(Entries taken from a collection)

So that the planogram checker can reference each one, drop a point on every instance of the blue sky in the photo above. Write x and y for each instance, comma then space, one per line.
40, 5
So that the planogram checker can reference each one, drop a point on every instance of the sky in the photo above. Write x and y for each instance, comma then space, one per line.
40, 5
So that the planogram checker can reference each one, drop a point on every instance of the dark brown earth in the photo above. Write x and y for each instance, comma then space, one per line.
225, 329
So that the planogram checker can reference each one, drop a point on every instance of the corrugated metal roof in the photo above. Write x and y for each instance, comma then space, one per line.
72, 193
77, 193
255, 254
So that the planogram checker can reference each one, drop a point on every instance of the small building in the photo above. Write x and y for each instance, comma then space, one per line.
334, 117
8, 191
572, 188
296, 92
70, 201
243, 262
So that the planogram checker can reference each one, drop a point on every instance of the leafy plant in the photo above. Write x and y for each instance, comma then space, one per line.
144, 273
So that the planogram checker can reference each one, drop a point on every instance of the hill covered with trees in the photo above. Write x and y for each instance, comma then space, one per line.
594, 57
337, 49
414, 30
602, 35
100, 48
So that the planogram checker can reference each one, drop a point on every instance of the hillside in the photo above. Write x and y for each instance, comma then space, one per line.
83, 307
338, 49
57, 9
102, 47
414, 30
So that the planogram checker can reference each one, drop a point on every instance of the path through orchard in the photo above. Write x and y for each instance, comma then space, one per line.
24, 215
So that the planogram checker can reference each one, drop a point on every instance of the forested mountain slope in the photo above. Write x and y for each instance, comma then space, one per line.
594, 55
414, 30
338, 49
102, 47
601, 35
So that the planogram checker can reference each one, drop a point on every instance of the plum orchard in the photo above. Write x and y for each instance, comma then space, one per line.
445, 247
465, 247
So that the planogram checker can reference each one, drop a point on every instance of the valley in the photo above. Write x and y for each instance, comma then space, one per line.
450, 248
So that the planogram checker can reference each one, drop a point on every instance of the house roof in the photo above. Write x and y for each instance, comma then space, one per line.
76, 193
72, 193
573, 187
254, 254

**PROMPT**
Reproduce the listing above exactly from the line containing "the hill covered" through its last line, with both of those lines included.

**SOLUTION FOR THIS TASK**
So that the planogram checker can reference each one, drop a point on every instance of the hill covered with trees in the photo above. Write x and y for each instance, comma then space, one per line.
594, 57
337, 49
414, 30
602, 35
100, 48
So that the planogram checker can reference each one, drop a point on every instance of the hillside in the photo above. Write x and y for each instance, comma then space, one per line.
83, 307
338, 49
57, 9
102, 47
414, 30
So that the planogram checker can reference each one, drop a point on every instance of the path through orchard in the photo above. Write x and y for each instance, comma then space, one per line.
24, 215
So that the planogram checker can reference each one, drop a point on every instance of the forested mountain slope in the photo above. Write x and y for each instance, comma then space, one per line.
594, 55
414, 30
338, 49
102, 47
601, 35
So that the planogram checker can reference each one, drop a point on every instance of the plum orchard in the photo above. Write x and y for each instance, comma then space, one per line.
445, 247
465, 247
So that the planogram checker can reference each one, drop a point on every instance of the valley in the photo above. Write x and y for each instance, comma then space, one per line.
450, 248
So that the planogram checker can reference each one, drop a point on every instance of the house roof in the photo above. Write x and y for each instance, comma then space, one per line.
76, 193
72, 193
573, 187
254, 254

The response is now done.